• **Records for processing**
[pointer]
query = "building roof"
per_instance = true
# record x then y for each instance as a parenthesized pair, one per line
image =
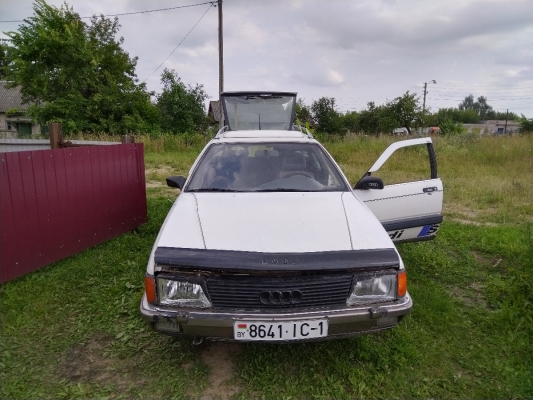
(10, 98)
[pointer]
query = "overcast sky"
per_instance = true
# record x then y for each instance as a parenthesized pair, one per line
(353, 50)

==

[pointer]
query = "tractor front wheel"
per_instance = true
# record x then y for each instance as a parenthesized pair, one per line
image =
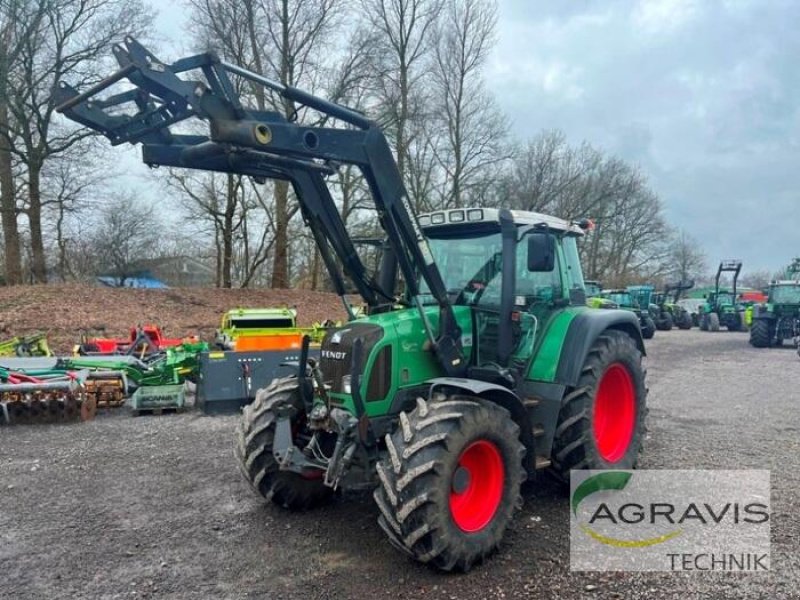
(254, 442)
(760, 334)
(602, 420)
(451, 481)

• **Work instruction**
Copy task for the entries above: every line with the string "query".

• **Response box**
query = "building roof"
query = "overcast sky"
query = "tractor front wheel"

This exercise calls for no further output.